Saved data entries:
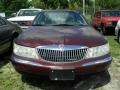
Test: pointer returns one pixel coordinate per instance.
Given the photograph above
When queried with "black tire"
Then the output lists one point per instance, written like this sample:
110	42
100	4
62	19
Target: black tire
118	38
103	30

§ Exercise requirements
Skip the images and write out the rest of the listing exactly.

§ Response
Test: pointer returns one pixel coordinate per instance.
Given the photograph above
When queried with "black tire"
Then the output lists one point per instance, written like this sample:
110	42
100	4
62	19
Target: black tire
118	38
103	30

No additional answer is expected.